■ COSA PRODURRE ■
Riscrivi la parte del brano sul Covid e sulla crisi dell'umanità compresa tra "Ho la sensazione" e "dito qua sotto.", estremi inclusi, mettendo "poeta di Roma" al posto di "poetino romano".

Inizialmente gli scienziati intendevano come elemento principale di pericolo la guerra atomica; dal 2007 hanno cominciato a considerare altri elementi, come, ad esempio, i cambiamenti climatici.
Con questo atto metaforico gli scienziati vogliono ricordare all’umanità che la nostra civiltà è affetta da numerose malattie mortali che dovrebbero essere subito affrontate. Ma queste sono cose che ormai sanno tutti… Io le ho prese dal web (cosa facilissima) ma già le sapevo come le sanno tutti. E tutti sanno che l’umanità non fa quasi nulla per affrontare questi problemi.
Ho la sensazione che il covid-19 faccia parte di questa rovinosa corsa verso la distruzione. Dato che le malattie mortali dell’umanità sono molte, questa mi sembra essere una delle tante, e neanche la più tragica (pensiamo alla sovrappopolazione, ai cambiamenti del clima, alla presenza delle armi atomiche). Comunque io, poetino romano, non ho ricette interpretative o risolutive. Mi limito a constatare che siamo alla vigilia di una fortissima crisi economica, per esempio. Constato. Cerco di salvarmi personalmente.
So, da tempo, che il mio compito non è salvare il mondo, ma salvarmi nel mondo. E inoltre, accetto la catastrofe.
Potremmo chiederci: ma allora, a che serve fare il poetino romano? Non lo so. Francamente non lo so. Forse a credere in un’utopia. Come i bambini: chi vuol credere all’utopia metta il dito qua sotto.
2
Attenti all’Italia… L’Italia è nei guai… E’ un paese che diventa sempre più incivile. Brutto periodo. Però c’è da fare una constatazione. Gli italiani danno il meglio di sé quanto sono con le spalle al muro. Quando giocano con un uomo in meno. Quando sono già battuti. Forse sta per succedere qualcosa di imprevisto. Sempre da parte di una minoranza, naturalmente. E’ sempre così. Forse dal baratro in cui stiamo cadendo può venir fuori una ripresa. In questo periodo penso molto al neorealismo cinematografico italiano. Che ha creato un cinema nuovo con pellicole scadute. Che è nato dalla catastrofe.
In questo periodo di Covid guardo sul web vecchi film. Gli italiani hanno inventato il realismo cinematografico. Gran parte del miglior cinema del mondo è andato a scuola dal neorealismo italiano e non esisterebbe senza il neorealismo.

■ RECORD DI DATI ■
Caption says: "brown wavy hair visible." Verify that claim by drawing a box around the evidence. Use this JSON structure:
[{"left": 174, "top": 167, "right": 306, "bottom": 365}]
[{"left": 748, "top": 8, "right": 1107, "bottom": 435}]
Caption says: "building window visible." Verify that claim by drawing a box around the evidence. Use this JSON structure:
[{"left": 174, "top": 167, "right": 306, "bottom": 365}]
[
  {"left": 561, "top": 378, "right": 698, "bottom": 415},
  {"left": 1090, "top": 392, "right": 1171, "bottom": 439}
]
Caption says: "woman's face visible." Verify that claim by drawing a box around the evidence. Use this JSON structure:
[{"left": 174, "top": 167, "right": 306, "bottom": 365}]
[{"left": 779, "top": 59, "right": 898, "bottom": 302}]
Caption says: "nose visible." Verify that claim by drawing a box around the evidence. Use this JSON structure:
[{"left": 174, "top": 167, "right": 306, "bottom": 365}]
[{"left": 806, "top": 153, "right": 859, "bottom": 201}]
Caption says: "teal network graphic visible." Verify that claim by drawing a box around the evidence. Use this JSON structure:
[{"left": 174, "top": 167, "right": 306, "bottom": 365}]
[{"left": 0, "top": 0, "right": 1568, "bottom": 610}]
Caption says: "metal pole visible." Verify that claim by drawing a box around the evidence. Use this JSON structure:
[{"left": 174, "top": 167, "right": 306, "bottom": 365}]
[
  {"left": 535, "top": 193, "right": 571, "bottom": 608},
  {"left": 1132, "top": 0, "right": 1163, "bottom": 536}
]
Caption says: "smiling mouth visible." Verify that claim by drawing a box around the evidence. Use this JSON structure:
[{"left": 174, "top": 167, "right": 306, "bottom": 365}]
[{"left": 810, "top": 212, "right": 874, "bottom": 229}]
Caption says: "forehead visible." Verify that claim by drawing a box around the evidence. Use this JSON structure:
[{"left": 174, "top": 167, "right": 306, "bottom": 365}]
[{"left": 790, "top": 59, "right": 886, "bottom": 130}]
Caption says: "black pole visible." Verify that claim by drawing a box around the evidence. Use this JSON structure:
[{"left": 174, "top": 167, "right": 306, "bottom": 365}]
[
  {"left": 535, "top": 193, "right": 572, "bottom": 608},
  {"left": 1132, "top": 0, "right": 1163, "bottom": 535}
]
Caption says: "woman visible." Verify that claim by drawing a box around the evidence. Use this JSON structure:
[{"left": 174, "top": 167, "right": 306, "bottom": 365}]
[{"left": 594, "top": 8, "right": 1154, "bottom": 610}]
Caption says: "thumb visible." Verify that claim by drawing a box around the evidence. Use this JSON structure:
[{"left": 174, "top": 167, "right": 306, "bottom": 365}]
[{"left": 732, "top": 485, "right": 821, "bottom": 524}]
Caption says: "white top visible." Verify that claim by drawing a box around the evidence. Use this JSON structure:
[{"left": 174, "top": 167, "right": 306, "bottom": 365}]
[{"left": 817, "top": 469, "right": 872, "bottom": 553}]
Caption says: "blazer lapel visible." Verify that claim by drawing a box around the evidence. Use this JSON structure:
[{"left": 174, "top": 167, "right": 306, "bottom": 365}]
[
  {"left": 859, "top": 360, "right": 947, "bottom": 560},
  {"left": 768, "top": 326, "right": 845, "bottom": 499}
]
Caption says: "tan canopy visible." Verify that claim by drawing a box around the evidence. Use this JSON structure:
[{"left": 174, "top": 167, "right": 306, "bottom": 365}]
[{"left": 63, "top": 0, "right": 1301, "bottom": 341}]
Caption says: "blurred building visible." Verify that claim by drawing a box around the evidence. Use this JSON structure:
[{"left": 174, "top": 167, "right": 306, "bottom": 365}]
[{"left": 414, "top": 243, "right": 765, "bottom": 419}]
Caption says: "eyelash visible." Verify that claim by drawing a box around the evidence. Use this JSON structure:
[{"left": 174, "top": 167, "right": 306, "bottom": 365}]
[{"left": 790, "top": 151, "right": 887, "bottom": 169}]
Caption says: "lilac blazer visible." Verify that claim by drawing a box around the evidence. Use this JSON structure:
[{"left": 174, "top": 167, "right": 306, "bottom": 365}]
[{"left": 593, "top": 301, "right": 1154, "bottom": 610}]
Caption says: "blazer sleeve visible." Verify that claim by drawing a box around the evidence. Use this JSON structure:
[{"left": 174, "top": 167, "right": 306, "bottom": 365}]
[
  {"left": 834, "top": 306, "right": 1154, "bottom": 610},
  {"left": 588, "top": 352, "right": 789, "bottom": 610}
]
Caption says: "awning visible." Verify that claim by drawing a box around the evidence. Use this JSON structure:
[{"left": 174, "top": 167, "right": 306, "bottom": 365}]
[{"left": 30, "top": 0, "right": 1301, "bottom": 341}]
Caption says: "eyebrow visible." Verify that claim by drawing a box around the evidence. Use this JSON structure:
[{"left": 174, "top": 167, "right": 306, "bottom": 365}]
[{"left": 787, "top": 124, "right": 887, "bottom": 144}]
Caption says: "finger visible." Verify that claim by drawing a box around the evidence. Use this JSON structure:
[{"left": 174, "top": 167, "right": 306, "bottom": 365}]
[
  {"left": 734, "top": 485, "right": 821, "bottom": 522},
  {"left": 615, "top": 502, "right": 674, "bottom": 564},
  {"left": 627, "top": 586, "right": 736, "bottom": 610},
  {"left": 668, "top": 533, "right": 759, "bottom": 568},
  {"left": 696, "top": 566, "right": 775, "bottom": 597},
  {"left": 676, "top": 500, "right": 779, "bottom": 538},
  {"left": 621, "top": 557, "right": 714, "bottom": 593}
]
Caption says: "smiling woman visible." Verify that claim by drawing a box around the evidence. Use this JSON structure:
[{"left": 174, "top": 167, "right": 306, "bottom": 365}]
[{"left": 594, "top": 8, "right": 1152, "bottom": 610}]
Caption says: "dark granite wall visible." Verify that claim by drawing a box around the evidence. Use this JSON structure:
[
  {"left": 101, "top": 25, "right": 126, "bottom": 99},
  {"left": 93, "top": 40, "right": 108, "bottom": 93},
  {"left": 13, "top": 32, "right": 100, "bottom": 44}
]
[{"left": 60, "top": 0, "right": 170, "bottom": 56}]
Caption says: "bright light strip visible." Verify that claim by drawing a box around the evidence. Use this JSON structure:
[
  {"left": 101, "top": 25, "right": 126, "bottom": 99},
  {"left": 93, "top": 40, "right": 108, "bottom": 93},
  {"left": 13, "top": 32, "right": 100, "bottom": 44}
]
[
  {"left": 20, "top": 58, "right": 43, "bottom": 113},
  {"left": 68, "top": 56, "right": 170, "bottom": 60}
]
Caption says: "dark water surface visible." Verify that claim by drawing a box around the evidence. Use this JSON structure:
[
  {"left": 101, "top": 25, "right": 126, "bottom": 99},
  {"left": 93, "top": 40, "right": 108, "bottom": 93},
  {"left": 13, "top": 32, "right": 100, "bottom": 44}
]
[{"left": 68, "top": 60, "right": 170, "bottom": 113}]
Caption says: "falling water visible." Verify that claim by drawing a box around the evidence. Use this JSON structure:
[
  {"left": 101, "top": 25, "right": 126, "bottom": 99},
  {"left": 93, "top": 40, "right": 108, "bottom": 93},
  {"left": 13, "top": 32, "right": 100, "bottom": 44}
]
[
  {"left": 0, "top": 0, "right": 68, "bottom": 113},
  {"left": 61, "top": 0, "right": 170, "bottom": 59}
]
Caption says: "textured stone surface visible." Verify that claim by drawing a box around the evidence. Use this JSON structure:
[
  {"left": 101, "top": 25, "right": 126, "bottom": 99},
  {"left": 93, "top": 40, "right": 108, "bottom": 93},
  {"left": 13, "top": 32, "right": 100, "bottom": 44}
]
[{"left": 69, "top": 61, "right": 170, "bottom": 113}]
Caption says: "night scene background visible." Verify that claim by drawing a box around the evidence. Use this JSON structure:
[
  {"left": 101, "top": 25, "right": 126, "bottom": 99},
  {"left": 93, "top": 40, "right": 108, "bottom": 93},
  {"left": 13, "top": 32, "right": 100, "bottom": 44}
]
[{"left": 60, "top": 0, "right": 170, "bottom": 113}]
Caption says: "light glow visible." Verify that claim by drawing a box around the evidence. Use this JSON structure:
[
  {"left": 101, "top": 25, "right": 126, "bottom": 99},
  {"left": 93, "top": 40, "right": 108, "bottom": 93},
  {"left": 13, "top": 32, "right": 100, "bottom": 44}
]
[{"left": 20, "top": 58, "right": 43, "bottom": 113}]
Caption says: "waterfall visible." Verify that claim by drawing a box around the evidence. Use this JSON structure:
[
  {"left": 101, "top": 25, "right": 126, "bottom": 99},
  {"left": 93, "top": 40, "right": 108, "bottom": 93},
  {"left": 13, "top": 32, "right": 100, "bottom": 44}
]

■ RISPOSTA QUI SOTTO ■
Ho la sensazione che il covid-19 faccia parte di questa rovinosa corsa verso la distruzione. Dato che le malattie mortali dell’umanità sono molte, questa mi sembra essere una delle tante, e neanche la più tragica (pensiamo alla sovrappopolazione, ai cambiamenti del clima, alla presenza delle armi atomiche). Comunque io, poeta di Roma, non ho ricette interpretative o risolutive. Mi limito a constatare che siamo alla vigilia di una fortissima crisi economica, per esempio. Constato. Cerco di salvarmi personalmente.
So, da tempo, che il mio compito non è salvare il mondo, ma salvarmi nel mondo. E inoltre, accetto la catastrofe.
Potremmo chiederci: ma allora, a che serve fare il poeta di Roma? Non lo so. Francamente non lo so. Forse a credere in un’utopia. Come i bambini: chi vuol credere all’utopia metta il dito qua sotto.